(Records of labeled points)
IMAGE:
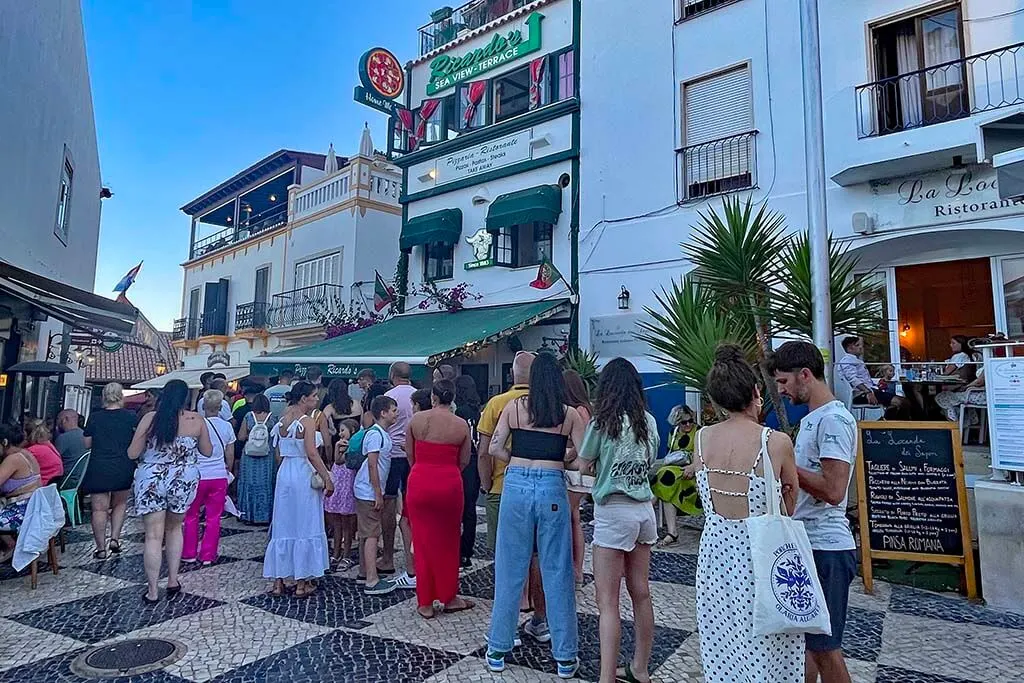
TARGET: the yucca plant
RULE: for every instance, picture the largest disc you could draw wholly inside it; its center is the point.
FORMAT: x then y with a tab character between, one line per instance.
686	328
854	310
584	363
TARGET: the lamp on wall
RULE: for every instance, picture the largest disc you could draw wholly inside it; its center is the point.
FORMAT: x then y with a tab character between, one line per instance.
624	298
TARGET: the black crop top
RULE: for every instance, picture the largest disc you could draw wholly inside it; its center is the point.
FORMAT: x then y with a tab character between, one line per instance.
532	444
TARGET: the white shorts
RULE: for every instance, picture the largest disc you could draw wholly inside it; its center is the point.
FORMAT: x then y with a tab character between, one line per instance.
621	522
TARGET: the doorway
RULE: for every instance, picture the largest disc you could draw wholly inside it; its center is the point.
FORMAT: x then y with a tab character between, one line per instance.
939	300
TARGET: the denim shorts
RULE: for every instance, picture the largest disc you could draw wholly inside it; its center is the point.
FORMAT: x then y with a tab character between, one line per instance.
837	569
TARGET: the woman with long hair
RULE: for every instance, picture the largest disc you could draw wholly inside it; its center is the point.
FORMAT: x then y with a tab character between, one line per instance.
467	401
729	459
298	541
579	484
167	444
622	442
532	435
109	475
437	443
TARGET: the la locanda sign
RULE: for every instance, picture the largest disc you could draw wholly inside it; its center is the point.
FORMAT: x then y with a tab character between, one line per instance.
446	71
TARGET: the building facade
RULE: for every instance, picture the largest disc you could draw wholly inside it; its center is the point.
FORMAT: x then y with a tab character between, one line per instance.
923	111
49	206
278	250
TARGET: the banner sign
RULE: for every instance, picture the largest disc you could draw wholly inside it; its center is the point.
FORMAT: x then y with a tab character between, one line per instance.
446	71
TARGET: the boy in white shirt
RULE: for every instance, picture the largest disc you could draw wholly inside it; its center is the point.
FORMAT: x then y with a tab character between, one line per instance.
369	489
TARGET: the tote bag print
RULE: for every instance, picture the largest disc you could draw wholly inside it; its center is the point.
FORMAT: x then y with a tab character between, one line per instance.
787	597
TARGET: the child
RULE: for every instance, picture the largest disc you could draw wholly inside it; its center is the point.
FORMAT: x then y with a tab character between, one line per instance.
369	488
340	507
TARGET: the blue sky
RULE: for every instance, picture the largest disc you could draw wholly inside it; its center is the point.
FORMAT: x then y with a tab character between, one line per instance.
188	93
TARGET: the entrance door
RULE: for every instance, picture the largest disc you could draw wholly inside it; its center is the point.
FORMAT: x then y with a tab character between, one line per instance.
939	300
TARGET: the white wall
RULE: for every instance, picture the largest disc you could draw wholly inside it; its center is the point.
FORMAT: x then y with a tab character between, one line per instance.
46	103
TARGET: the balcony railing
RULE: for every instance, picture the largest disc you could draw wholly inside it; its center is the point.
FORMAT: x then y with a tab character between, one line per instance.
185	329
251	315
718	167
307	306
446	24
943	92
248	226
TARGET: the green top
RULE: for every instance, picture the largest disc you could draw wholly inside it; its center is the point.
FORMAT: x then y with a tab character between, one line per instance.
623	465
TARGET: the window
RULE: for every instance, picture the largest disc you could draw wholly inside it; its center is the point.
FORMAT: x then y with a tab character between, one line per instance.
512	94
321	270
718	154
64	200
916	85
565	75
438	261
522	246
694	7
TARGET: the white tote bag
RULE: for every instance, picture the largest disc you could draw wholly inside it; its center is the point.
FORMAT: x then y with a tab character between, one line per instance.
787	595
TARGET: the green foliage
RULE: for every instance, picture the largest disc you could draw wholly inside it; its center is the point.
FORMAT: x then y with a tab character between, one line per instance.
686	328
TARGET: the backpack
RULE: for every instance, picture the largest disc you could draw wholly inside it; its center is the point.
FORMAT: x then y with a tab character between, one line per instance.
258	444
353	455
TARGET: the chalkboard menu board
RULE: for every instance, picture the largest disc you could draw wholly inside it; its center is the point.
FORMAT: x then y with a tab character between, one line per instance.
911	495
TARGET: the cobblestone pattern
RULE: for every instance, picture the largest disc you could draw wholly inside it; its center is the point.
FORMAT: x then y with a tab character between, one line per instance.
233	631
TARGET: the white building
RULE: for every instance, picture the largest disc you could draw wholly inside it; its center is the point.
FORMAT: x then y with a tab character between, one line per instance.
489	156
920	99
49	205
280	248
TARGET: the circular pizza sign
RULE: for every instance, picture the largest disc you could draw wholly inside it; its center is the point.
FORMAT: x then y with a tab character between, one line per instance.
381	72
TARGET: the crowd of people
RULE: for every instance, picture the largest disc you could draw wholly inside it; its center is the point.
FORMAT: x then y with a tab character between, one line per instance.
341	467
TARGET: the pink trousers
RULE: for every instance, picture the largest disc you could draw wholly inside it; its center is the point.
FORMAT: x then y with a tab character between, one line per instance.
211	495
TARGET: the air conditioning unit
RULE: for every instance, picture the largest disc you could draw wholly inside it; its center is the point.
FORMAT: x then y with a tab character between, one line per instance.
863	223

Instructions for the task -
Render every line of the records above as a JSON list of strings, one string per line, with blank lines dropped and the pictures left out.

Exercise answer -
[
  "IMAGE:",
  "TARGET: the yucca plant",
  "RULE: for every instance, picture the largest disc you could draw wholly inside it; its center is the point.",
  "FORMAT: x then y with a tab character between, one line per instance.",
  "686\t328",
  "854\t310",
  "584\t363",
  "TARGET: the lamp on wall",
  "RULE: for every instance, picture the largest disc you could draw wholly inside it; its center is the point.",
  "FORMAT: x then y with a tab character between, one line per instance.",
  "624\t298",
  "TARGET: the black crop top",
  "RULE: for every instance, picture the largest disc you could draw wholly inside it; its center is the point.",
  "FORMAT: x then y with a tab character between, one line per instance.",
  "532\t444",
  "TARGET: the white shorts",
  "RULE: for every instance, picture the largest disc you could draw wholly inside it; its center is the point.",
  "FORMAT: x then y with a tab character between, one line per instance.",
  "621\t522",
  "TARGET: the doorway",
  "RULE: for every instance, picture the largest disc you could draw wholly inside it; its center is the point.",
  "FORMAT: x then y with a tab character between, one line per instance.",
  "939\t300",
  "TARGET: the denim shorts",
  "RULE: for every instance, picture the largest disc you could draw wholly inside it; its center is the point.",
  "FORMAT: x then y with a tab character between, one line per instance.",
  "837\t569",
  "TARGET: the woman with long hair",
  "RULE: for every instance, picture the largest disc you could draw wholly inside it; its center is the point.",
  "FORMAT: x then y with a tab character between, one line per instance.",
  "467\t401",
  "729\t459",
  "298\t541",
  "579\t484",
  "167\t444",
  "622\t442",
  "532\t435",
  "109\t475",
  "437\t443",
  "TARGET: the la locanda sign",
  "RULE: for every instance, picture the largest disc you could draw wholly inside it; its center is the point.",
  "FORMAT: x then y with a tab character between, one line per instance.",
  "446\t71",
  "TARGET: the building facade",
  "RULE: for every instance, picture the largest disc you could draw wholly inside it; its center is the point.",
  "FORMAT: x then y with a tab character between, one line per instance.",
  "923\t111",
  "49\t206",
  "278\t250",
  "TARGET: the banner sign",
  "RULE: for every instance, picture the largest disc you could draw wholly inside it; its center is the point.",
  "FORMAT: x then y with a tab character between, one line per instance.",
  "446\t71",
  "TARGET: the boy in white shirt",
  "RULE: for every instance, picture the largest disc you could draw wholly inside it; its center is the point.",
  "FORMAT: x then y with a tab character between, one line per instance.",
  "369\t489",
  "TARGET: the tote bag print",
  "RULE: for every instance, picture the largest disc you could draw wholly inside it; its center is the point.",
  "FORMAT: x then y with a tab character between, one line per instance.",
  "787\t597",
  "TARGET: the child",
  "RULE: for every instance, picture the largest disc you could draw wholly inside it; its center is the point.",
  "FORMAT: x then y with a tab character between, one line per instance.",
  "369\t488",
  "340\t507",
  "TARGET: the blue sky",
  "RULE: for every instance, picture the largest disc you could draw wholly inside it; its center is the point.",
  "FORMAT: x then y with a tab character between, one line per instance.",
  "188\t93",
  "TARGET: the entrance door",
  "RULE: for every instance, picture the largest disc you could draw wholly inside it; its center is the point.",
  "FORMAT: x then y with a tab character between, one line per instance.",
  "939\t300",
  "TARGET: the white wall",
  "RULE: for every instance, picture the largest disc you could draw wholly inside it; its center is the point.",
  "FORMAT: x then y with a tab character between, one line per instance.",
  "46\t103",
  "TARGET: the balcony railing",
  "RULE: for every instance, picture the largest disc you could draw wholly inside it; its center is the point.",
  "FORMAT: x then y with a tab character between, one line per instance.",
  "185\t329",
  "251\t315",
  "718\t167",
  "307\t306",
  "446\t24",
  "943\t92",
  "248\t226",
  "TARGET: the green top",
  "RULE: for every instance, picture the largest disc you could draw wholly inside it; its center is the point.",
  "FORMAT: x then y with a tab character between, one line per instance.",
  "623\t465",
  "TARGET: the window",
  "RULE: for every instance, picture the largest disc you could draw wholly inside it; its center is the point.",
  "FORMAT: x then y with a tab character between, one line per instance.",
  "512\t94",
  "321\t270",
  "718\t154",
  "64\t200",
  "916\t85",
  "565\t75",
  "438\t261",
  "522\t246",
  "694\t7",
  "TARGET: the white tote bag",
  "RULE: for every instance, picture the largest disc you could draw wholly inside it; its center is the point.",
  "FORMAT: x then y with a tab character between, one line per instance.",
  "787\t595",
  "TARGET: the green foliage",
  "RULE: for every instance, picture the largest disc you could draw wholly inside it; its center is the point.",
  "FORMAT: x then y with a tab character between, one line per instance.",
  "686\t328",
  "TARGET: the backpack",
  "RULE: for every instance, picture the largest disc you could draw wholly inside it; its center is the point.",
  "FORMAT: x then y with a tab character between, one line per instance.",
  "258\t444",
  "353\t455",
  "TARGET: the chalkboard menu board",
  "RULE: for every instance, picture the largest disc you could draw wholly inside it; its center is the point.",
  "FORMAT: x then y with a tab character between, one line per instance.",
  "911\t495",
  "TARGET: the cobblestone pattern",
  "RULE: for every instance, picture the largest disc you could draw wholly inside it; its center is the point.",
  "FORMAT: x then y with a tab character between, one line per instance.",
  "233\t631",
  "TARGET: the white building",
  "RULE: for every instance, picture the largest disc you could draw wholly inside it; its center is the point.",
  "FORMAT: x then y with a tab character between, one line per instance.",
  "489\t156",
  "920\t99",
  "49\t205",
  "280\t248",
  "TARGET: the circular pizza sign",
  "RULE: for every instance, picture the largest disc you could draw wholly inside it; its center is the point.",
  "FORMAT: x then y with a tab character between, one line per instance.",
  "381\t72",
  "TARGET: the crowd of people",
  "RULE: for every instance, picture the largest disc you could draw wholly inside it; its center is the point.",
  "FORMAT: x then y with a tab character between, one line per instance.",
  "341\t467",
  "TARGET: the pink trousers",
  "RULE: for every instance, picture the largest disc you could draw wholly inside it; its center is the point.",
  "FORMAT: x then y with a tab character between, one line per instance.",
  "211\t495",
  "TARGET: the air conditioning unit",
  "RULE: for every instance, picture the largest disc you could draw wholly inside it; its center is the point.",
  "FORMAT: x then y with a tab character between, one line per instance.",
  "863\t223"
]